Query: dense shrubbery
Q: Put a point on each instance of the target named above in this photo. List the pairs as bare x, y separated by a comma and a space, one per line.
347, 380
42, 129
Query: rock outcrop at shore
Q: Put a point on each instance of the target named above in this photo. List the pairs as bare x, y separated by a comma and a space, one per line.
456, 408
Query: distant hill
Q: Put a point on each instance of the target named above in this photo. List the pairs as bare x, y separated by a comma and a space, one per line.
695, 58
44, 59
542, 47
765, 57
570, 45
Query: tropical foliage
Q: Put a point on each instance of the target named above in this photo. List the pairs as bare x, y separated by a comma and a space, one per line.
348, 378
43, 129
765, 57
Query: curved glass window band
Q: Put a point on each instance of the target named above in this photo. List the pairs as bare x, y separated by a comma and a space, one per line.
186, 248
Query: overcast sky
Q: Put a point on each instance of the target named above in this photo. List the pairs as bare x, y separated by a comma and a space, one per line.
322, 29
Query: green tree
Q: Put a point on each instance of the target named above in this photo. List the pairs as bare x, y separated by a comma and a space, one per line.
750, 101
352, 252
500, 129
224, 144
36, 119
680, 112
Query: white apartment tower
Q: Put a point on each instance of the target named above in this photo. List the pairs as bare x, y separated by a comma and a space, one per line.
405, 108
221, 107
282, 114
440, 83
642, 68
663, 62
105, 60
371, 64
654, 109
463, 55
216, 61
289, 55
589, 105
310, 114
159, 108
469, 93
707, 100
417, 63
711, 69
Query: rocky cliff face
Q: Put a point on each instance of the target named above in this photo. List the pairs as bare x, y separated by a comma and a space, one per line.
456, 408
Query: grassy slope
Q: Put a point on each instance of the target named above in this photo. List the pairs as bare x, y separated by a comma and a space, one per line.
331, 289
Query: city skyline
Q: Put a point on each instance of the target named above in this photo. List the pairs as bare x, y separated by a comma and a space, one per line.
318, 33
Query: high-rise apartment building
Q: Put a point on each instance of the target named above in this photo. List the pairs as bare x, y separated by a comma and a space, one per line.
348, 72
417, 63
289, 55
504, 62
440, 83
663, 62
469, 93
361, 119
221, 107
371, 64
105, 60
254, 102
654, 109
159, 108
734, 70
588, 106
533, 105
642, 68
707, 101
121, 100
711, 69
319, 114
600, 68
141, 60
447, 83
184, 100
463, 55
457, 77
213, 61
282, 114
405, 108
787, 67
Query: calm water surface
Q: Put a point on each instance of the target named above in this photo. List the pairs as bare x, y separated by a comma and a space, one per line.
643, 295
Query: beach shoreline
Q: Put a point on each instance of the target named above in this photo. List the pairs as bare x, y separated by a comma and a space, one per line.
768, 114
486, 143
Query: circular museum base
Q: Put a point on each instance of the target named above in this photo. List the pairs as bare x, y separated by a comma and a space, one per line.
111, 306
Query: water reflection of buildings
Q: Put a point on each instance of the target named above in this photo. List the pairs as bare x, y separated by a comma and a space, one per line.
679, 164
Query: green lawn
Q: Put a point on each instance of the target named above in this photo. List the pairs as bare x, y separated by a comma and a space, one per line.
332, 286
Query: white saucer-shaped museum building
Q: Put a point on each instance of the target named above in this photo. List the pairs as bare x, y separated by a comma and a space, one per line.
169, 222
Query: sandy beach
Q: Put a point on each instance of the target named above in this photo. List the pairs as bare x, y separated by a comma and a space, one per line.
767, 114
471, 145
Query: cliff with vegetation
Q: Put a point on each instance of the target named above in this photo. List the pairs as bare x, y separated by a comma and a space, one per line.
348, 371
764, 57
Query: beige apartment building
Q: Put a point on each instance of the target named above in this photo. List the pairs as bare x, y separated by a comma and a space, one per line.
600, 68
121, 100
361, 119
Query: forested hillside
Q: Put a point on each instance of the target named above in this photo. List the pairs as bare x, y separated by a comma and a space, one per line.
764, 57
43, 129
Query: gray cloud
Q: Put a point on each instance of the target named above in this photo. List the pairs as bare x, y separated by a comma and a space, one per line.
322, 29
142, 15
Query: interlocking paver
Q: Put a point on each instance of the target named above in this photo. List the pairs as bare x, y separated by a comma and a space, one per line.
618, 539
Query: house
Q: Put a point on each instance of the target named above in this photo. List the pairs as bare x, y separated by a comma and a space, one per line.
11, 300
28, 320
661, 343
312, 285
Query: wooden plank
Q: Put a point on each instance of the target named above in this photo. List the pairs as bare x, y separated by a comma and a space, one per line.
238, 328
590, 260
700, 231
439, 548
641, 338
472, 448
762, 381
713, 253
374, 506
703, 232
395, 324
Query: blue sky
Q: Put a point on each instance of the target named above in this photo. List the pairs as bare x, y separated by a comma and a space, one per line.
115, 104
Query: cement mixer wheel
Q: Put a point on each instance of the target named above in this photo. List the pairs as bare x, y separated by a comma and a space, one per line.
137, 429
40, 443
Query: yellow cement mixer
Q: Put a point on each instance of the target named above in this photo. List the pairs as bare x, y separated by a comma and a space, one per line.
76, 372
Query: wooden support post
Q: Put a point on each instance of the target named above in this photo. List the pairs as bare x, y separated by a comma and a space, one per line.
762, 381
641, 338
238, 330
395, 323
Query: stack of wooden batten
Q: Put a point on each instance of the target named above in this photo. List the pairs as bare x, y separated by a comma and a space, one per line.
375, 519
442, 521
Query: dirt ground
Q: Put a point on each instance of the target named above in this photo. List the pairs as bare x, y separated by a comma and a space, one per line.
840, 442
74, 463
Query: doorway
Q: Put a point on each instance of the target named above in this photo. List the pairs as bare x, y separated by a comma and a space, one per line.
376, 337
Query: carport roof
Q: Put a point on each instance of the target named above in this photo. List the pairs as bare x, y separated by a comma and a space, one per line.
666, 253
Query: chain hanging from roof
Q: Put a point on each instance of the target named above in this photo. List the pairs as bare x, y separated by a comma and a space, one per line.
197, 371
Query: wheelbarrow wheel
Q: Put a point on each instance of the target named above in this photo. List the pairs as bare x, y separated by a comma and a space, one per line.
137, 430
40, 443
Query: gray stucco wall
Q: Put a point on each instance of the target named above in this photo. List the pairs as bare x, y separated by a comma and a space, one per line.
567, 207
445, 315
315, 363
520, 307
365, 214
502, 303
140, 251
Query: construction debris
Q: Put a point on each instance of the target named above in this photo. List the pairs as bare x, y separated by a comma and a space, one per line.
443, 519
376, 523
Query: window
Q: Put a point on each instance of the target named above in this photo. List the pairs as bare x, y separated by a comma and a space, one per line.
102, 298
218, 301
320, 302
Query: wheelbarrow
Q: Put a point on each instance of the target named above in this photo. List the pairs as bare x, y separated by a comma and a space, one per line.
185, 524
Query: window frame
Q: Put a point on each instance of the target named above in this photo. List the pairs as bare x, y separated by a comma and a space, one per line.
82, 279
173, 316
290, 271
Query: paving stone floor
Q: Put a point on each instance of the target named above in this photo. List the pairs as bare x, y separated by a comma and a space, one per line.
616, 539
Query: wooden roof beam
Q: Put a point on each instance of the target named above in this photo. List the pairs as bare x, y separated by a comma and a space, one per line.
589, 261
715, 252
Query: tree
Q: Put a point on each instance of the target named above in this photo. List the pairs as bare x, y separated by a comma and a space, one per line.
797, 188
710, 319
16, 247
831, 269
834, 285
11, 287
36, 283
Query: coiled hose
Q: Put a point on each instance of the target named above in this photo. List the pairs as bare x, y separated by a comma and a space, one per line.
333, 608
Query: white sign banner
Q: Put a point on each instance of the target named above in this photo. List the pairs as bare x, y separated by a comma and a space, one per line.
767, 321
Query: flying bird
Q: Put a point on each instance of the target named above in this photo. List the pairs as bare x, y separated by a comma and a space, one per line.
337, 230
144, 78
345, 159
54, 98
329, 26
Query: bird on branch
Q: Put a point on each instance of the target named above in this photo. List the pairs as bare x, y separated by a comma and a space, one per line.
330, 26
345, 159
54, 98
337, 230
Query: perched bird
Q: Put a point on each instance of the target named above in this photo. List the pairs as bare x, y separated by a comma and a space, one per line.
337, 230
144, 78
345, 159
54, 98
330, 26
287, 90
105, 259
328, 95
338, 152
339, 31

————————

## [Problem to solve]
All lines from the one containing "Query: flying bird" through the final line of the listing above are to be reproduced exactly; include both and add nothing.

## [Completed exercise]
Query: flying bird
Q: Put a point on each instance of the target named above in this photo. List the pairs as bare x, y separated by a comma and a space, one per line.
337, 230
144, 78
345, 159
54, 98
329, 26
Query: bird on branch
Q: Put a point on each instance of the target named above in this photo. List the pairs as bare x, y separated by a comma and a space, one per line.
330, 26
345, 159
54, 98
337, 230
Query: perched bird
Q: Put a point on each instance of the target named above in this photo. List the pairs as bare x, y separated by a comma and a space, one per line.
337, 230
144, 78
345, 159
54, 98
330, 26
287, 90
105, 259
328, 95
338, 152
339, 31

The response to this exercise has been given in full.